▶ **TASK TO COMPLETE**: All entries must be extracted exactly, with nothing added or dropped.

- - - -

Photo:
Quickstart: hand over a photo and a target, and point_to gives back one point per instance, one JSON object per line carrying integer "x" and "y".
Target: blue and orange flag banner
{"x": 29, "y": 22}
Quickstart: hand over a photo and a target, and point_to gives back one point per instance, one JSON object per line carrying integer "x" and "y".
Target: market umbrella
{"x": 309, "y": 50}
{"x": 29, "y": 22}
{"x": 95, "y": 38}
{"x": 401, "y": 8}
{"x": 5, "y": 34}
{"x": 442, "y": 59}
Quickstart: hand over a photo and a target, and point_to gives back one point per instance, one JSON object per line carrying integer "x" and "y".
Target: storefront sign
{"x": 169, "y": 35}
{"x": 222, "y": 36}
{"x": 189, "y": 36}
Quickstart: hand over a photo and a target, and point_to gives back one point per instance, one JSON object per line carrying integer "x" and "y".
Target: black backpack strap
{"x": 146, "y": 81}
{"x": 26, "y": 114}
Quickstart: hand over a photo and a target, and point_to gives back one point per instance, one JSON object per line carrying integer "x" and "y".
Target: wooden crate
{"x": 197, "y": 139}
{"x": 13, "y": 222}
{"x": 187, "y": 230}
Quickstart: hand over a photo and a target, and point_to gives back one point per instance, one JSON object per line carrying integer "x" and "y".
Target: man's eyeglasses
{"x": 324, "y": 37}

- - - -

▶ **RESULT BELOW**:
Photo:
Quickstart: hand over a photo and a target, and point_to gives back one point per instance, one JSON object per line carrying integer "x" and "y".
Target: blue and orange flag banner
{"x": 29, "y": 22}
Quickstart: hand over a photo and a target, and point_to gives back one point per instance, one JSON object per line carrying integer "x" and "y".
Target: market umbrella
{"x": 309, "y": 50}
{"x": 29, "y": 22}
{"x": 95, "y": 38}
{"x": 401, "y": 8}
{"x": 5, "y": 34}
{"x": 442, "y": 59}
Quickstart: hand over a photo and a target, and point_to gives back one point per instance, one JSON object per line carrying integer "x" and "y".
Target: storefront sign
{"x": 169, "y": 35}
{"x": 222, "y": 36}
{"x": 189, "y": 36}
Quickstart: hand over a photo and a target, and point_to gives back one point per instance, one JSON object per line carrying integer "x" and "y".
Target: black backpack strap
{"x": 146, "y": 81}
{"x": 26, "y": 114}
Quickstart: hand over a photo and a target, and point_to gives back one point per instance, one JSON object per line carrying integer "x" and "y".
Target: wooden crate
{"x": 197, "y": 139}
{"x": 13, "y": 222}
{"x": 187, "y": 230}
Quickstart: hand over a photo and a target, and point_to gives back one point per instance, one JSON object per line carrying integer "x" and "y".
Target: man's eyeglasses
{"x": 324, "y": 37}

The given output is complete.